## Exercise brief
From the line with "In this photo, each instance of the white bowl" to the final line, print the records exactly as they are.

Given records: Begin

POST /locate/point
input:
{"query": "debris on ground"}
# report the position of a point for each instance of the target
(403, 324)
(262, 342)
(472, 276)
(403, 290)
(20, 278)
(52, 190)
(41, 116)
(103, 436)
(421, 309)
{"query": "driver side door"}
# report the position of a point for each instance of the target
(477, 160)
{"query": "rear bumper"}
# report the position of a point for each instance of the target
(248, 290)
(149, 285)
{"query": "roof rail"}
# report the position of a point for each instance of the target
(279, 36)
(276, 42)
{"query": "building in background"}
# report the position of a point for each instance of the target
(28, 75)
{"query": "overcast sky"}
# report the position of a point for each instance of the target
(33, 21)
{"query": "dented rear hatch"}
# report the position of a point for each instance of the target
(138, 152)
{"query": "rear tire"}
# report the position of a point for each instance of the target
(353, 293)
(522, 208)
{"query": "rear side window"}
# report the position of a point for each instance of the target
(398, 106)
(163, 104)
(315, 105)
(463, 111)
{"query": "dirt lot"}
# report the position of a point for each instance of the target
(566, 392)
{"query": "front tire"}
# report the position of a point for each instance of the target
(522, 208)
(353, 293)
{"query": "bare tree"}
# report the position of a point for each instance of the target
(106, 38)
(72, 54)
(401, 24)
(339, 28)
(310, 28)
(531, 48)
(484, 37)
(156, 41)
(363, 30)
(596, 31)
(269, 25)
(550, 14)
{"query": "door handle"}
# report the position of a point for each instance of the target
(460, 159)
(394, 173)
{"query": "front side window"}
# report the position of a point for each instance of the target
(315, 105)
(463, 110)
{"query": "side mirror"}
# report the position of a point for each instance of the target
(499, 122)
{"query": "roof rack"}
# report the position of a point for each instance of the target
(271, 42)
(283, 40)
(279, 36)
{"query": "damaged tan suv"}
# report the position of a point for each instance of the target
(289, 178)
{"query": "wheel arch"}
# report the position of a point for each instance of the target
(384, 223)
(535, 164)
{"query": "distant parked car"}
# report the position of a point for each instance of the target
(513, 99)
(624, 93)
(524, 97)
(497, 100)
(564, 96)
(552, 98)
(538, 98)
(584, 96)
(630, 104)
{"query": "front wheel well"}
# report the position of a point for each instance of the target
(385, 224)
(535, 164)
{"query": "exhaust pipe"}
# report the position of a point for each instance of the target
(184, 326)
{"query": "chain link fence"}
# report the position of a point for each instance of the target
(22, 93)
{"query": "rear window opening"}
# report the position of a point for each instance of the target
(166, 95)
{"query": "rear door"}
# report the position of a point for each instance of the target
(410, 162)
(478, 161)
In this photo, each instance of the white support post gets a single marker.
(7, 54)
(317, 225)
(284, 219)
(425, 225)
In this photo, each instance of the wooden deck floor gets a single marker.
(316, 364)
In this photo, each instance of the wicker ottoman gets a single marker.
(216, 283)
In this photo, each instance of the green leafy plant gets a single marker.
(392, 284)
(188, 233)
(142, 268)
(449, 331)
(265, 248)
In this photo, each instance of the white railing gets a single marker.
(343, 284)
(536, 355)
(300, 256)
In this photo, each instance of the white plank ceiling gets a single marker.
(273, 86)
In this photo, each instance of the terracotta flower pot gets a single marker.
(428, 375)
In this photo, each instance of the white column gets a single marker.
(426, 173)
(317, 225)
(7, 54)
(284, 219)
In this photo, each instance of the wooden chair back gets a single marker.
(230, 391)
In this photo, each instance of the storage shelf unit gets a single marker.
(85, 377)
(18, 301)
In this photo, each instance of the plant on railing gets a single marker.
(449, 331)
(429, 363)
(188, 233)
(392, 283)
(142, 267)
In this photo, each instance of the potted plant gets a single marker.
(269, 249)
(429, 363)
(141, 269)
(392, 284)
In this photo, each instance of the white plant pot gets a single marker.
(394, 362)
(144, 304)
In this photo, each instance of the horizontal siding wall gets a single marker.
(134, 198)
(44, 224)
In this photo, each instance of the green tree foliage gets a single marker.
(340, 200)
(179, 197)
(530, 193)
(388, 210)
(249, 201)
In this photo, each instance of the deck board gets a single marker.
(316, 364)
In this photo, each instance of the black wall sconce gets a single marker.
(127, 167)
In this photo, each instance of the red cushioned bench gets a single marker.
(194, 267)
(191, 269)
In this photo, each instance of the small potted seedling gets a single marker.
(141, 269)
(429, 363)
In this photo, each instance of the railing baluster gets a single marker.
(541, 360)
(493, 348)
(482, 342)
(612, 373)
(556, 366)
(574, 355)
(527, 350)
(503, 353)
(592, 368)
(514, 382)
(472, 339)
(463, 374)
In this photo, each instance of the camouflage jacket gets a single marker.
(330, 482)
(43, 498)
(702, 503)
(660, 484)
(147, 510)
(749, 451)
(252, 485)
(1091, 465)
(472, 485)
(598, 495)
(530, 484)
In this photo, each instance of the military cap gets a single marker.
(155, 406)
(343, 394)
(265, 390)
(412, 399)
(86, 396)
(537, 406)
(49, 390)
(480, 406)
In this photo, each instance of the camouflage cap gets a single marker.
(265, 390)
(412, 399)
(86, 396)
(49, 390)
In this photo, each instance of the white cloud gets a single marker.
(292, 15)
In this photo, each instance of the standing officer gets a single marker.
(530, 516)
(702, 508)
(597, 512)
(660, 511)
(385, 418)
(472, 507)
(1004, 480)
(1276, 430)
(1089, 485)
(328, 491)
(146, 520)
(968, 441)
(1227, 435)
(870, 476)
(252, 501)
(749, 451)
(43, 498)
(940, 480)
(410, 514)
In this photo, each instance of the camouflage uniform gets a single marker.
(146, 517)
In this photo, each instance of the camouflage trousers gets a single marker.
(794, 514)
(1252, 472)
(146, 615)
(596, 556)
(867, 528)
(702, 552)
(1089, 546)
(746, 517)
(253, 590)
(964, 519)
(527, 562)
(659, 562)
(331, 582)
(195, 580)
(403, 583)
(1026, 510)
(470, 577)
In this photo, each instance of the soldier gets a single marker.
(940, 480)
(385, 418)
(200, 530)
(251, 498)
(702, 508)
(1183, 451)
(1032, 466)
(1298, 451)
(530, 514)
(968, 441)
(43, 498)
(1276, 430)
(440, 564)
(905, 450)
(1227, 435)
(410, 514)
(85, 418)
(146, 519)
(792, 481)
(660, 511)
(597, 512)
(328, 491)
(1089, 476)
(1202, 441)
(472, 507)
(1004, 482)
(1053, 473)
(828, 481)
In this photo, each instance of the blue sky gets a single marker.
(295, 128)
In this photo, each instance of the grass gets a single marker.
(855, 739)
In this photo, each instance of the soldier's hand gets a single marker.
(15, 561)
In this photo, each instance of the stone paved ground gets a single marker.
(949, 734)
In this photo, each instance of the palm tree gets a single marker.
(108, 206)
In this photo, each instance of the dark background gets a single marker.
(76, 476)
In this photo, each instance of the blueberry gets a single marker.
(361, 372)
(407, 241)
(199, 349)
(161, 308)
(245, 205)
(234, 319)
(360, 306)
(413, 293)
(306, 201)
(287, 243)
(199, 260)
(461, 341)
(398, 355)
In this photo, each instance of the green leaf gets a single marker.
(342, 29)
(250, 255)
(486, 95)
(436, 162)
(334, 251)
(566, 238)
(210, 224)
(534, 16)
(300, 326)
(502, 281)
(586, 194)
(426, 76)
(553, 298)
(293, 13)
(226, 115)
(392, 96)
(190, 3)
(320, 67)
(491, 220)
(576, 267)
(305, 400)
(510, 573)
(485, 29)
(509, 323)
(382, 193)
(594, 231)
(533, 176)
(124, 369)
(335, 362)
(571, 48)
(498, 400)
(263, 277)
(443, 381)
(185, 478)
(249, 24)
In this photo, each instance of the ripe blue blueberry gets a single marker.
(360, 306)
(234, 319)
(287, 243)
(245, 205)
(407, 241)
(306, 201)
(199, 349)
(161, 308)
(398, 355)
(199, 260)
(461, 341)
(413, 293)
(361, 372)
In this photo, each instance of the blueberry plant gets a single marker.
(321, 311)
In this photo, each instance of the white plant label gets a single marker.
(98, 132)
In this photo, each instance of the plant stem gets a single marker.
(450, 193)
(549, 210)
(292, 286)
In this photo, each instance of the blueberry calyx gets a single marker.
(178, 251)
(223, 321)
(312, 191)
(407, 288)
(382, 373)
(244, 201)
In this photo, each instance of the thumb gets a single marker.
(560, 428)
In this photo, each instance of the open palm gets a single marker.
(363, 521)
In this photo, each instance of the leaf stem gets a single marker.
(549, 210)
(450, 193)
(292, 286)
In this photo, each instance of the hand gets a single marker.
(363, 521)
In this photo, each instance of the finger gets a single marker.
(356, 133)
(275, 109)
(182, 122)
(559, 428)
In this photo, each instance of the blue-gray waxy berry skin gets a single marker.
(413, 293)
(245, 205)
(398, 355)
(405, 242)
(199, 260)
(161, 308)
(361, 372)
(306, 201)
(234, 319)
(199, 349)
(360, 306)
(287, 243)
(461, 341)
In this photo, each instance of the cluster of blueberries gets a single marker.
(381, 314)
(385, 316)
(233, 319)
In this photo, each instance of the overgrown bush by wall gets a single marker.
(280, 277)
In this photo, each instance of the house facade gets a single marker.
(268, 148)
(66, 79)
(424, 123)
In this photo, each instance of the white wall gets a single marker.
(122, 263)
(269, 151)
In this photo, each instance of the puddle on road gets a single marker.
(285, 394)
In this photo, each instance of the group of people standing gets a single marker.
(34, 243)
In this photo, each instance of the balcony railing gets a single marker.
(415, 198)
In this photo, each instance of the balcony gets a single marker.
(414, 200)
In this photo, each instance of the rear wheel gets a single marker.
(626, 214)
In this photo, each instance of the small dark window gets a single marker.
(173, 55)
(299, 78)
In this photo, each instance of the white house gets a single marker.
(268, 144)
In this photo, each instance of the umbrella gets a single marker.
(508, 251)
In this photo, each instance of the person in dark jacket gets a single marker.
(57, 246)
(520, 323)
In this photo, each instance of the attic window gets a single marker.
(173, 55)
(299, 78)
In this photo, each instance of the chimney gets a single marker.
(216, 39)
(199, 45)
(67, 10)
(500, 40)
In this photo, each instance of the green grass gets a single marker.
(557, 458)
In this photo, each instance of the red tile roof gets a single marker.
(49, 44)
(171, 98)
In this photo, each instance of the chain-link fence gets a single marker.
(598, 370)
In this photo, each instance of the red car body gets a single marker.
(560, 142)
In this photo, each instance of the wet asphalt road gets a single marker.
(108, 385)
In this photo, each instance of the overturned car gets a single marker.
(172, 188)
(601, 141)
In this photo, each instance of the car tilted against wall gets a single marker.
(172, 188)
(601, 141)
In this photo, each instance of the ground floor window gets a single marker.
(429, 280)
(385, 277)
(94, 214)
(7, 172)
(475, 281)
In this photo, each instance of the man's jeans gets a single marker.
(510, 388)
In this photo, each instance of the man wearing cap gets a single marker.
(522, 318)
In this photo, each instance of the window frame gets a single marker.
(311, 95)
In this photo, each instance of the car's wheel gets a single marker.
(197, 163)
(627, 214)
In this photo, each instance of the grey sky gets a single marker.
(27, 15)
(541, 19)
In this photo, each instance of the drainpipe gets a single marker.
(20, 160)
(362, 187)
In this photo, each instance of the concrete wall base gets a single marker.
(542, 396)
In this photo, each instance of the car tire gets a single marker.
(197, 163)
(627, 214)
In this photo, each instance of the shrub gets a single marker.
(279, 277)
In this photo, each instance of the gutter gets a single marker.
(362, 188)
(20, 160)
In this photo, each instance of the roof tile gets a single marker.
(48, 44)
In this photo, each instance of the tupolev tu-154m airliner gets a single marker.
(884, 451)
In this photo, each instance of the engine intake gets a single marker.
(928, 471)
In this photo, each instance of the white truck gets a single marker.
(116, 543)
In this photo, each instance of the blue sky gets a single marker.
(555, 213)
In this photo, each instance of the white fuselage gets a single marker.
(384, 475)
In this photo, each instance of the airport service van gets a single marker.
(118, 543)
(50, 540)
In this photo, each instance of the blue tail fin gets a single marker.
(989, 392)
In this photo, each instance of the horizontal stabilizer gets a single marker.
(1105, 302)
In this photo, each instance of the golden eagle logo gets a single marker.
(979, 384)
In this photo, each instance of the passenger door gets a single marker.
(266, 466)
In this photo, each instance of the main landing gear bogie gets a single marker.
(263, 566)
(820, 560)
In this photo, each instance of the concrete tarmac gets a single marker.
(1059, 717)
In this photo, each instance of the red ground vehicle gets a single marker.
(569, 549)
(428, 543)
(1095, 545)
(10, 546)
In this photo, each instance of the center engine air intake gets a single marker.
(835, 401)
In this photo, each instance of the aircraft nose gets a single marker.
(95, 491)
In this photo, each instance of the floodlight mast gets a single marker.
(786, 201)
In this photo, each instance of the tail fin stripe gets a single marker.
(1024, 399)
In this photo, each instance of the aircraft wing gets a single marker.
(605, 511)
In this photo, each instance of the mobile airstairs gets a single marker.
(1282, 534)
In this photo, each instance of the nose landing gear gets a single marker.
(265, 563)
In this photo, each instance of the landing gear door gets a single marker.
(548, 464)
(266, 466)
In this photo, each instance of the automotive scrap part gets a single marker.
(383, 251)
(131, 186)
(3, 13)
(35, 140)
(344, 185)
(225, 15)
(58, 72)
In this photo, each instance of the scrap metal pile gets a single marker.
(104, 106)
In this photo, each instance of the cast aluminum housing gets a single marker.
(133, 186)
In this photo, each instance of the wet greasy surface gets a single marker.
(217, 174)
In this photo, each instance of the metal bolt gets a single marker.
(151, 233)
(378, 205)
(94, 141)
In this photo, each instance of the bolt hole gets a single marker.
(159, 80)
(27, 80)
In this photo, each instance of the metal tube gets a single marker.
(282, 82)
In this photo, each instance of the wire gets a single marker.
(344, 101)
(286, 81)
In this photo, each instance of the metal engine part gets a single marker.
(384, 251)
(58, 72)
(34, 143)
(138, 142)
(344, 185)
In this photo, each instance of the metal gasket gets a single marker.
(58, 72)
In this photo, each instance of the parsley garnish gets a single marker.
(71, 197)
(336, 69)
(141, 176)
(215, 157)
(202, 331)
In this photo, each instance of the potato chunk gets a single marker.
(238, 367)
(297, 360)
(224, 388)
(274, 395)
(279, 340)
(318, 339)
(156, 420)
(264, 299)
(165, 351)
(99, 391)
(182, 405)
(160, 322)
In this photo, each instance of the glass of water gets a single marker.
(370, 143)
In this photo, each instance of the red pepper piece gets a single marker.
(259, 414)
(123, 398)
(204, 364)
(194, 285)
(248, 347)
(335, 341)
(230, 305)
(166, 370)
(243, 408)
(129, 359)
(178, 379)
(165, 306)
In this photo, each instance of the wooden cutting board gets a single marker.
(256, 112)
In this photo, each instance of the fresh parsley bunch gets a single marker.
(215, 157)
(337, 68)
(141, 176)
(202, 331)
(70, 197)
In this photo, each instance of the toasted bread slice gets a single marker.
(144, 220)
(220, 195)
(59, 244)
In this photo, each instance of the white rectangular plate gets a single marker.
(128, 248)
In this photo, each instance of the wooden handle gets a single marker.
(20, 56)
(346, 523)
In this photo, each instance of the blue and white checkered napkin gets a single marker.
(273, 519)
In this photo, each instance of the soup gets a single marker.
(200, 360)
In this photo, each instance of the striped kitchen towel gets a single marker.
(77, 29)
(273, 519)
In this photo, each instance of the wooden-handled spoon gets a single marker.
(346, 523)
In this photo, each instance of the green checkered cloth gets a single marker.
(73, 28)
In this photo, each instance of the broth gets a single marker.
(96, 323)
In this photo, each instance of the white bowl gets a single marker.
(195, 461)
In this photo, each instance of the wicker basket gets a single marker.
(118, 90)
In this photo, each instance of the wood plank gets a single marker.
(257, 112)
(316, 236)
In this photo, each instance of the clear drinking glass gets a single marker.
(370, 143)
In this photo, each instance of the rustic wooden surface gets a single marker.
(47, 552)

Given records: End

## Response
In this photo, each instance of the white bowl gets a single marker.
(195, 461)
In this photo, each instance of the wicker basket gets a single marker.
(118, 90)
In this photo, each instance of the wood plank gets a single marker.
(257, 112)
(316, 236)
In this photo, each instance of the clear drinking glass gets a single marker.
(370, 143)
In this photo, each instance of the rustic wooden surface gets a single marker.
(47, 552)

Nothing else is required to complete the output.